→ **DIRECTIONS FOR THIS TASK**
Find the word "exact" in the data, then copy each line where it is found.

→ **DATASET CONTENT**
⁂

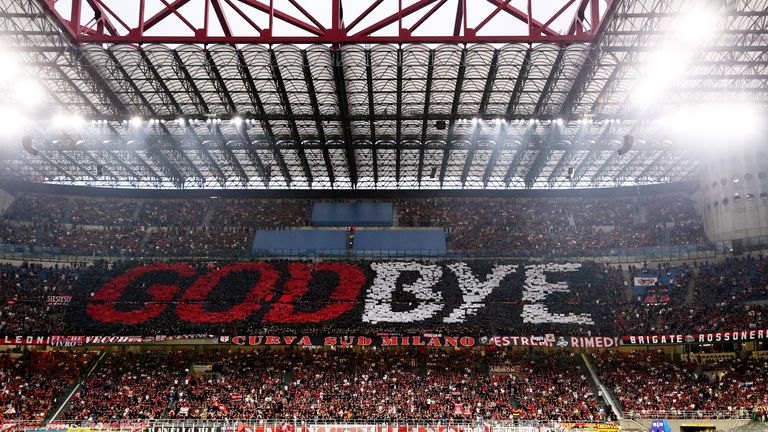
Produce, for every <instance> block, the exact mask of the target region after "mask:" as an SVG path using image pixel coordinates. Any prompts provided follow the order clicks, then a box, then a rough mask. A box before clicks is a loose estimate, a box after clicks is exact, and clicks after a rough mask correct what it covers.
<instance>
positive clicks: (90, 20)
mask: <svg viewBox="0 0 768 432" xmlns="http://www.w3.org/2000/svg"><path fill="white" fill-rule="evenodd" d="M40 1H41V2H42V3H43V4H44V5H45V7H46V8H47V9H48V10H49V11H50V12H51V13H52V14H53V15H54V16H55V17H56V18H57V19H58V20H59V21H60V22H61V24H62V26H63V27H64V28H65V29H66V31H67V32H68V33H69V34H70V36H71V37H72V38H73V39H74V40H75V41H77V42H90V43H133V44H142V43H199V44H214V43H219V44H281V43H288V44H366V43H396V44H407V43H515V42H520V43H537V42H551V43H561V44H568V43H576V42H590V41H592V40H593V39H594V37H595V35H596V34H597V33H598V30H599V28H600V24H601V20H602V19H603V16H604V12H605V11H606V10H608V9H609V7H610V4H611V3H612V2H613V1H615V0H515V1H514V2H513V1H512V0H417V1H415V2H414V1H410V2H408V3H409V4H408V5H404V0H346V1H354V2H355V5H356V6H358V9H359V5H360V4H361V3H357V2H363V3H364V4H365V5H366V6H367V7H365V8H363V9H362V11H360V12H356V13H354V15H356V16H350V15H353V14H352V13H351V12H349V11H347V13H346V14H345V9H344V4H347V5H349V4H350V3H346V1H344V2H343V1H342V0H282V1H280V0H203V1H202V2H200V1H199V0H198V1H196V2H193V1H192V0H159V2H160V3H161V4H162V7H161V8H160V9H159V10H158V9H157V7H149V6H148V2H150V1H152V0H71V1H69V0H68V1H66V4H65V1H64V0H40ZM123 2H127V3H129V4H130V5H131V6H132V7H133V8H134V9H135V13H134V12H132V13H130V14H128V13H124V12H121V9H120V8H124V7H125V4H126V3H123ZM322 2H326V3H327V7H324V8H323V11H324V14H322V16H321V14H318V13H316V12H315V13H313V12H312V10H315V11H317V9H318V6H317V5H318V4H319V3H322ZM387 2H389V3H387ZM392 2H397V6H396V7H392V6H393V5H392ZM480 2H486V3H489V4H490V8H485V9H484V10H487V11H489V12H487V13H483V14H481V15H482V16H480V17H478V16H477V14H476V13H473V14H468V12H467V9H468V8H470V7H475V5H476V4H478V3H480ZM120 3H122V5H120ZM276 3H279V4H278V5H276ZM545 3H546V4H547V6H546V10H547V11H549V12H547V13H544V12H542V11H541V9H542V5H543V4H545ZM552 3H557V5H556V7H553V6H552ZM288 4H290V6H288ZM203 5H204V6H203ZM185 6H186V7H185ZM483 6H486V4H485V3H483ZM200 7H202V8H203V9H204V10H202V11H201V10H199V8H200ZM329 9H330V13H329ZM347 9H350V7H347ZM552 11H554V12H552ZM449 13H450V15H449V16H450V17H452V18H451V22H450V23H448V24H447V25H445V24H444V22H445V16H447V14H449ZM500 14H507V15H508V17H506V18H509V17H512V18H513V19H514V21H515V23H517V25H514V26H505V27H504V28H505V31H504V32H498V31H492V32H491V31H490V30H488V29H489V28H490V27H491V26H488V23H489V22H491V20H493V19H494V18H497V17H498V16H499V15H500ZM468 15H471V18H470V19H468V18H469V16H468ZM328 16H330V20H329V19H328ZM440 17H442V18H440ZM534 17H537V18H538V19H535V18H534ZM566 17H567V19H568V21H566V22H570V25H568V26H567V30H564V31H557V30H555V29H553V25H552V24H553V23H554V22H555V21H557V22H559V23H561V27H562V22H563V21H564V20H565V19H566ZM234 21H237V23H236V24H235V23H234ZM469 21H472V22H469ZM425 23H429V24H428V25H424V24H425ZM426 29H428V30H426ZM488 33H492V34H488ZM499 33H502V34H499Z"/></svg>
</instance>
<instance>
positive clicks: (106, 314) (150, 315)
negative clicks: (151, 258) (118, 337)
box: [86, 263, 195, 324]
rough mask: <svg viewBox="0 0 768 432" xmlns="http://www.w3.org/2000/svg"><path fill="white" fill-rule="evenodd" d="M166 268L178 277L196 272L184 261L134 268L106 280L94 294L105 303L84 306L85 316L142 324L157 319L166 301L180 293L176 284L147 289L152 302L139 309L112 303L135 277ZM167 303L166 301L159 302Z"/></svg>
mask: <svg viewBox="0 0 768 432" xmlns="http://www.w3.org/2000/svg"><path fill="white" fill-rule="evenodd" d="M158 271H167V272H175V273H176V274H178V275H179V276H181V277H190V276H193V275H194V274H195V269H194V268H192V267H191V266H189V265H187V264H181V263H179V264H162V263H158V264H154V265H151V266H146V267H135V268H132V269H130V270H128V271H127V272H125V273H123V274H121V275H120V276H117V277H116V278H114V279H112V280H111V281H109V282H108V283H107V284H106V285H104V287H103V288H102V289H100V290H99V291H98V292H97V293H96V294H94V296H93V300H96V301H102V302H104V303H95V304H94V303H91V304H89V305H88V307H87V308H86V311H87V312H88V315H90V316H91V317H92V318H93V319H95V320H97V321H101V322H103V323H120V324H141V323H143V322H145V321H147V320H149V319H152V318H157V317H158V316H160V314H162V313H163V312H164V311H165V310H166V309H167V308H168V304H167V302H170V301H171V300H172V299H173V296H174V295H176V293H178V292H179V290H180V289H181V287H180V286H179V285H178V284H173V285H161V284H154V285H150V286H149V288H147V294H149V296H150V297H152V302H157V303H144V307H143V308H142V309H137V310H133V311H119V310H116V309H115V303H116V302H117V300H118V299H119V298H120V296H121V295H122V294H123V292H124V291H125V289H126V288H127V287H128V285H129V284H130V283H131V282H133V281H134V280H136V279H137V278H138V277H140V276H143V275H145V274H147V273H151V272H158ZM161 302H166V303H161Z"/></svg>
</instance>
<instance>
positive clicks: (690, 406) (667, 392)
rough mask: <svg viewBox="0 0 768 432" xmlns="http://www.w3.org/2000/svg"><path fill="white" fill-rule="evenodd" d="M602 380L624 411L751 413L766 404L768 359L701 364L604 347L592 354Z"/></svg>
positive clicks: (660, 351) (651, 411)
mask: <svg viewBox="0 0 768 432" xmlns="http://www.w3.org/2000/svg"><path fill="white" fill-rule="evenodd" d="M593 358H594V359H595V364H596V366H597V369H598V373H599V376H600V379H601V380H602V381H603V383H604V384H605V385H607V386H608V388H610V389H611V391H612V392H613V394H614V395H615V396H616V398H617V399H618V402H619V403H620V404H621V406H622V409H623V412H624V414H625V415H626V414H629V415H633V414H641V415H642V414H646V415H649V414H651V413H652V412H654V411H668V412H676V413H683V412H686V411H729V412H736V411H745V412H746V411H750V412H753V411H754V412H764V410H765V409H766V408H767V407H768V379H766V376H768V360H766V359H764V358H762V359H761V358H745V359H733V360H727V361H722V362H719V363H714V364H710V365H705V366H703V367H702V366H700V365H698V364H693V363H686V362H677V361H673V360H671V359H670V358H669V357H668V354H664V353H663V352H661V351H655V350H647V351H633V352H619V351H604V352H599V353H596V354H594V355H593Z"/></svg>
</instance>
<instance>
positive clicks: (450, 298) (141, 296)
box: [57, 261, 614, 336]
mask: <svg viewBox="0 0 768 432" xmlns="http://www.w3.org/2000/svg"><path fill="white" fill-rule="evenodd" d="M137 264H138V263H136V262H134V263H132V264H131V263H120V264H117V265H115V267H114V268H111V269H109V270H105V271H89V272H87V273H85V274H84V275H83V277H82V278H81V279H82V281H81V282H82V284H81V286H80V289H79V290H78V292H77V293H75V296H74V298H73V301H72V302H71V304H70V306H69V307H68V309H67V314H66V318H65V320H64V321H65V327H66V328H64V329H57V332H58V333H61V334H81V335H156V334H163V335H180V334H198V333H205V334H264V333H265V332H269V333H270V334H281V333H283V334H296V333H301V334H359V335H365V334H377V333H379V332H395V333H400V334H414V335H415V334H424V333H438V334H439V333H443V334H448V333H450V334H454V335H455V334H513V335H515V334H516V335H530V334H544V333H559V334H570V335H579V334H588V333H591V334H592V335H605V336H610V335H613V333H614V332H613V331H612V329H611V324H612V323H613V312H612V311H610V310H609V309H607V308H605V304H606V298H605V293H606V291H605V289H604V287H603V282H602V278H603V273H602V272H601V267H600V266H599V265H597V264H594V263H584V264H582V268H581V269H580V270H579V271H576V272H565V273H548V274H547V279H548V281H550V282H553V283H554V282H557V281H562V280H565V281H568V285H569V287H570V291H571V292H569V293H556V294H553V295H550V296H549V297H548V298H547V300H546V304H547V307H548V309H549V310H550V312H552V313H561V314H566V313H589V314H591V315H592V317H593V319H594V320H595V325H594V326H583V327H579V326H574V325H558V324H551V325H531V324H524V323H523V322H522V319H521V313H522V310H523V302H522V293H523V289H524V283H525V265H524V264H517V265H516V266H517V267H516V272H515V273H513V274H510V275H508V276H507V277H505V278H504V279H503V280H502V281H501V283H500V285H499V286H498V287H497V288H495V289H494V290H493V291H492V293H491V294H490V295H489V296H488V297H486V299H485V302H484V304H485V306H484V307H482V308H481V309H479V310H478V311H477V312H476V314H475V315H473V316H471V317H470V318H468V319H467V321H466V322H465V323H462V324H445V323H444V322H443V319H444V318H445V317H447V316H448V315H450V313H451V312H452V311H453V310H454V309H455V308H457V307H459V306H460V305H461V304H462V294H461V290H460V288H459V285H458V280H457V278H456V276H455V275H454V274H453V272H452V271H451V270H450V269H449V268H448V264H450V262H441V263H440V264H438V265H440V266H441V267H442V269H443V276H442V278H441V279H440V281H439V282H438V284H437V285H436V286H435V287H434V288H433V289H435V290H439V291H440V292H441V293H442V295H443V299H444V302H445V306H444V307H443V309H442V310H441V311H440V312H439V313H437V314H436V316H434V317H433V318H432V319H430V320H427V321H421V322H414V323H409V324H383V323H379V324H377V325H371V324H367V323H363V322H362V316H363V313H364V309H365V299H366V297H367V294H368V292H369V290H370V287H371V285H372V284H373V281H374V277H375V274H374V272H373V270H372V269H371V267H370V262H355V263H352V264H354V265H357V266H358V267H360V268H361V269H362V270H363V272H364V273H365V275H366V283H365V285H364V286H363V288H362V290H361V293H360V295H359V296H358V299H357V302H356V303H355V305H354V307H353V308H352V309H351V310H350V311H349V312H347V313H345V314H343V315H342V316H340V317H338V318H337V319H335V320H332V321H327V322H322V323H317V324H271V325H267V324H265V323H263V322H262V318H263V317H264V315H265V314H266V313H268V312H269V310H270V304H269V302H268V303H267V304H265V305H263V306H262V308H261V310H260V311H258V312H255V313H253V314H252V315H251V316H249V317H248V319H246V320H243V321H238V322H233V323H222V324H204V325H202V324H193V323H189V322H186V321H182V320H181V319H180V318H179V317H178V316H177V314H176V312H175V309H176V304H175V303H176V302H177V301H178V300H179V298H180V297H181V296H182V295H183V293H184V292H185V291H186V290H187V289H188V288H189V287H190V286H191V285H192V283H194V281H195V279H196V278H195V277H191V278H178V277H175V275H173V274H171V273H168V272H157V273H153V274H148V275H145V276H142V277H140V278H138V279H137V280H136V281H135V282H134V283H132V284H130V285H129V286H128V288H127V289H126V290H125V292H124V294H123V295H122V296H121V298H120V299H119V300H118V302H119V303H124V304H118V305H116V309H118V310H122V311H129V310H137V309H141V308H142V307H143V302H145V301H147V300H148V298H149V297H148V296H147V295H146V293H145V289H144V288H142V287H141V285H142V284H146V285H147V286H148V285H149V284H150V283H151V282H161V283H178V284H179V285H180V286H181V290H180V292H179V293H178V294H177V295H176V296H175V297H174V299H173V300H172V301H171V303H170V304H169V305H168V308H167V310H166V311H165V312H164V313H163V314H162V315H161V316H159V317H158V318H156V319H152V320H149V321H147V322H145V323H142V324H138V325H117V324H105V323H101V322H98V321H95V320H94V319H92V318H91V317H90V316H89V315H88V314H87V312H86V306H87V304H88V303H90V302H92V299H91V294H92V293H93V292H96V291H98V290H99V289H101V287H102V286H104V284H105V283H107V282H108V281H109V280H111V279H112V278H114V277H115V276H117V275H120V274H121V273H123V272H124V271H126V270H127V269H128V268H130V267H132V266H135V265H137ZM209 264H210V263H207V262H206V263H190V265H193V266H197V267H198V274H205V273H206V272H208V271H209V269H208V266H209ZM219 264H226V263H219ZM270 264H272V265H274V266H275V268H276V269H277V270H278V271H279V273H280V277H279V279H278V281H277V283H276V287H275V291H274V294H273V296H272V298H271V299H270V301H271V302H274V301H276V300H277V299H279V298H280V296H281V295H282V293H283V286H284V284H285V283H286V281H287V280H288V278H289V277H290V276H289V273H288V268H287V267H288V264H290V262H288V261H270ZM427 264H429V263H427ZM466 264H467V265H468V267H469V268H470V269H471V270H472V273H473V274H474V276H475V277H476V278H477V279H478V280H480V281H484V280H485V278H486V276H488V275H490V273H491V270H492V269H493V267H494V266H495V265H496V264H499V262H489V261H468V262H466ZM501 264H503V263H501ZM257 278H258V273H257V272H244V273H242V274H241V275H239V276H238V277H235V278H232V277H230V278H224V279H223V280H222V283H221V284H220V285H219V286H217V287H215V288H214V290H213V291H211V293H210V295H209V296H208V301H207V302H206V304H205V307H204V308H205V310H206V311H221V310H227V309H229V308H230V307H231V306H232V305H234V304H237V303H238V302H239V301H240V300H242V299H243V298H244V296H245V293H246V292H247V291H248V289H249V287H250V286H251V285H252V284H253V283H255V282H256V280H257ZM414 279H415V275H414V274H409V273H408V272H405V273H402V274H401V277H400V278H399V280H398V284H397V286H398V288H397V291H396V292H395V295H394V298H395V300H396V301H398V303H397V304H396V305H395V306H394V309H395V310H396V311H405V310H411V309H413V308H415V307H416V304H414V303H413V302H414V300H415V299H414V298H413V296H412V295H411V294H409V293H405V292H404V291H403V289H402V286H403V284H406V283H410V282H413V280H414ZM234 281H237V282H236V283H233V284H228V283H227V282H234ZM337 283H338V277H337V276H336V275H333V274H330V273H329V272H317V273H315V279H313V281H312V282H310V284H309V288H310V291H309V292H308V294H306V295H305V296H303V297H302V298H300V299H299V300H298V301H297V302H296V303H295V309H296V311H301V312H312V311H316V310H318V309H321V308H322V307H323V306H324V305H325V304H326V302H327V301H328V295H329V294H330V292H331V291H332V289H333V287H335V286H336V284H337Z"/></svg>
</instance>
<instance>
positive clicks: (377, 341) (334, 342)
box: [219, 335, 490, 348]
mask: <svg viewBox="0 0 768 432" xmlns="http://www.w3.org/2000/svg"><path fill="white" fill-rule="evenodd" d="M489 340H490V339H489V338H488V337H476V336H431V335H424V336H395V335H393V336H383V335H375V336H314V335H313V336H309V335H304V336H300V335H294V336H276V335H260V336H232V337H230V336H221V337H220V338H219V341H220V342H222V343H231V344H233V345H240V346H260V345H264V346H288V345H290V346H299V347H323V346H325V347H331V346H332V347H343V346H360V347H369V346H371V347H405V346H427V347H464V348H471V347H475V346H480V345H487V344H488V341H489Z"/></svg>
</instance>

⁂

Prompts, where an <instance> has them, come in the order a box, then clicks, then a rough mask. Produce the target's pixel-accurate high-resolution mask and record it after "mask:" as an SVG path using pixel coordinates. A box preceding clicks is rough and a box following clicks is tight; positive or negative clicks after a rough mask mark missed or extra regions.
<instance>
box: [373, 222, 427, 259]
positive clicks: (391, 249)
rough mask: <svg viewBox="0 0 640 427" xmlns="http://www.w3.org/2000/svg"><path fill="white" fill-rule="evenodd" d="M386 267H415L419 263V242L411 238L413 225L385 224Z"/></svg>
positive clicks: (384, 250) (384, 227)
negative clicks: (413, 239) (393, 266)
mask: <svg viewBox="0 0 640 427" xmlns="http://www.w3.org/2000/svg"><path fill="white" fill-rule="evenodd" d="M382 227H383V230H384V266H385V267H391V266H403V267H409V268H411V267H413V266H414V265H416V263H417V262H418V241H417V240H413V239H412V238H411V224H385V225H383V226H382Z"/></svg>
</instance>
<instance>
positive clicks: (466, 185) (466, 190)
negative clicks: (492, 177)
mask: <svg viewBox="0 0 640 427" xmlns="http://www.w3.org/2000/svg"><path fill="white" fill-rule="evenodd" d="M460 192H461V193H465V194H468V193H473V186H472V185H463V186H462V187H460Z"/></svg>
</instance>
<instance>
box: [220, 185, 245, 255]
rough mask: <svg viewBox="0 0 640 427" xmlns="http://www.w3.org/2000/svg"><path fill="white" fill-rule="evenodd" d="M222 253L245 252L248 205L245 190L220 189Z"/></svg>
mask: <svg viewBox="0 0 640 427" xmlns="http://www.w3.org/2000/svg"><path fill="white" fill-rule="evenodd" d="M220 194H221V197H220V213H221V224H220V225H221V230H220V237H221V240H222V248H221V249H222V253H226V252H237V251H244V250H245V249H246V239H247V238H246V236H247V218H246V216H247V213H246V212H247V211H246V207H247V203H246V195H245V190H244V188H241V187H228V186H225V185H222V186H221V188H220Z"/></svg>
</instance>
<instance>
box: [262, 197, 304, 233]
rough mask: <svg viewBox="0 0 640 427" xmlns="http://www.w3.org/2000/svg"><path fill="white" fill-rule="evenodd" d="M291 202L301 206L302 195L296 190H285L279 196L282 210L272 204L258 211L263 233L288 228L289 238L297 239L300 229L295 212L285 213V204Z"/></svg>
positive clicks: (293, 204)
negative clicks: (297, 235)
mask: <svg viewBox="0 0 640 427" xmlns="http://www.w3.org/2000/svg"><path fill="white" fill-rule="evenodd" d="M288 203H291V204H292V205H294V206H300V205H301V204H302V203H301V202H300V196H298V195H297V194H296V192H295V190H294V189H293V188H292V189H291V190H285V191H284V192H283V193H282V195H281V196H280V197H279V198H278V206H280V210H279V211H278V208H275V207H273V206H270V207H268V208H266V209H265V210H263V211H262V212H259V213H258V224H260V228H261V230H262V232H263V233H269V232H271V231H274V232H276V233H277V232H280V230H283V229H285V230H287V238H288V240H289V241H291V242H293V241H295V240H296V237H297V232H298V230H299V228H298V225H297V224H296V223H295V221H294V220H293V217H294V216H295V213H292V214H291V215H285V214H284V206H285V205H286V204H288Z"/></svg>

⁂

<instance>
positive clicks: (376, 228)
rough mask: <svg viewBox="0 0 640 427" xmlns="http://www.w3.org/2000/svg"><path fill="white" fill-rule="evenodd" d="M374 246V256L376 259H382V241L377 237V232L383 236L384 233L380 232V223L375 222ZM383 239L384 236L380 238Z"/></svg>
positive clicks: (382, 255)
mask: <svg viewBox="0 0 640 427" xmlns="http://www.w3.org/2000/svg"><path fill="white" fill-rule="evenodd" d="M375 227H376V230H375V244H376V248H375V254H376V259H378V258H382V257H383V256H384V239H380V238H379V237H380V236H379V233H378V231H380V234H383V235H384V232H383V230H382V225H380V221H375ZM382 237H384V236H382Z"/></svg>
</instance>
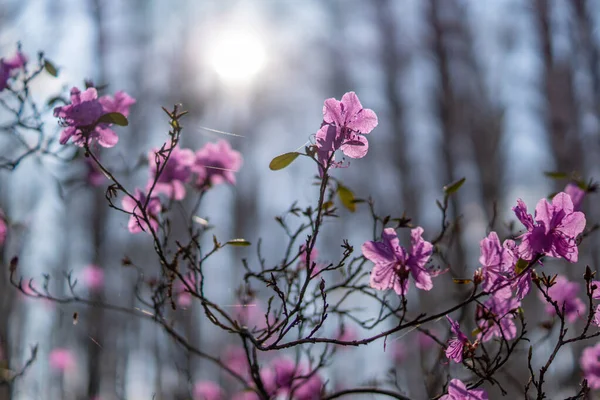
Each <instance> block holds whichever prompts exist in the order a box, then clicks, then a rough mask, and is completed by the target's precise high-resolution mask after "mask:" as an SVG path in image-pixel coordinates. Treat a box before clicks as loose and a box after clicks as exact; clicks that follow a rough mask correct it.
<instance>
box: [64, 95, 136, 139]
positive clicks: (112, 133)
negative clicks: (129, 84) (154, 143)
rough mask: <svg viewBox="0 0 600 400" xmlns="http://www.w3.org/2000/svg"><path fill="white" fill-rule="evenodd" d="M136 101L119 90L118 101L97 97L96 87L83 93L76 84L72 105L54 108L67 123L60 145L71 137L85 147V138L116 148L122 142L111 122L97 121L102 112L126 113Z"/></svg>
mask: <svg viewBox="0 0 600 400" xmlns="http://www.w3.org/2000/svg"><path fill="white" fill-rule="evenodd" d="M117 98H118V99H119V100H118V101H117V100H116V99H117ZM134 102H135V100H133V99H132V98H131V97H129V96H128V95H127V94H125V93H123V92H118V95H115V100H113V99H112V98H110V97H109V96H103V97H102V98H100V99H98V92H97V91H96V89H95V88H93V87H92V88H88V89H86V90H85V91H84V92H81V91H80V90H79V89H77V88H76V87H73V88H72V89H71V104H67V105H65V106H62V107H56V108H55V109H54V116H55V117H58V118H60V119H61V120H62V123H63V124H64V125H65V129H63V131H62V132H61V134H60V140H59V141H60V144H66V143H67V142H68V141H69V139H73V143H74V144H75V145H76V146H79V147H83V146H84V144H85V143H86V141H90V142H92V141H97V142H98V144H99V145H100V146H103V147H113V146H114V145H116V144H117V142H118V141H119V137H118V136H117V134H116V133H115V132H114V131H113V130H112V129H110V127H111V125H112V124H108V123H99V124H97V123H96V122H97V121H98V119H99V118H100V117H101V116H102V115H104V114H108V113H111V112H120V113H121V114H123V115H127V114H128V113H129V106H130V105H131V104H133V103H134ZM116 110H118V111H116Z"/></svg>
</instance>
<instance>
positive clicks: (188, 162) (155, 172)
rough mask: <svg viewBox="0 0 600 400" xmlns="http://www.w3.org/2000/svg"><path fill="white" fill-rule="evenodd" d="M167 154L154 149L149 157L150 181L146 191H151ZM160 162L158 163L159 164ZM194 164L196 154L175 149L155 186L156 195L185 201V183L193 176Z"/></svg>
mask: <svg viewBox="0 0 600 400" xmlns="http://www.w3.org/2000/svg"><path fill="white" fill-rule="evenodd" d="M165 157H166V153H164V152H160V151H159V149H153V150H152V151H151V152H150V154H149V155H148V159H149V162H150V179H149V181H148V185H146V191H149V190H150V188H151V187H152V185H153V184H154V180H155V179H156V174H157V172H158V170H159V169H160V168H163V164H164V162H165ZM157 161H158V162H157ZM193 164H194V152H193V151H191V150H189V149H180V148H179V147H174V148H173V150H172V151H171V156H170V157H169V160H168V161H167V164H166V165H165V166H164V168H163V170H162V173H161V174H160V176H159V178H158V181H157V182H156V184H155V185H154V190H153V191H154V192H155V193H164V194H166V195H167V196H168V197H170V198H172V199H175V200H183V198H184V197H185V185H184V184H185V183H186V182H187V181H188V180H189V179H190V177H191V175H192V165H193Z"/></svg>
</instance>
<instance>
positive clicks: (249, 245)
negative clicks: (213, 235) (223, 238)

⁂

→ **RESULT BELOW**
Produce, for every <instance> block, the exact mask of the target region after "mask:" as an SVG path using image pixel coordinates. Any prompts provided follow the order clicks, then a box, then a rough mask. A box before clicks is a loose estimate, a box after clicks is exact, and clicks after a rough mask correct what it covers.
Each <instance> block holds whichever prompts exist in the order a box, then clicks, then a rough mask, and is completed by the target's precise high-resolution mask after "mask:" as an SVG path in image-pixel coordinates. Treat a box before clicks as loose and a box after clicks as exact; clicks that follow a rough mask correct it.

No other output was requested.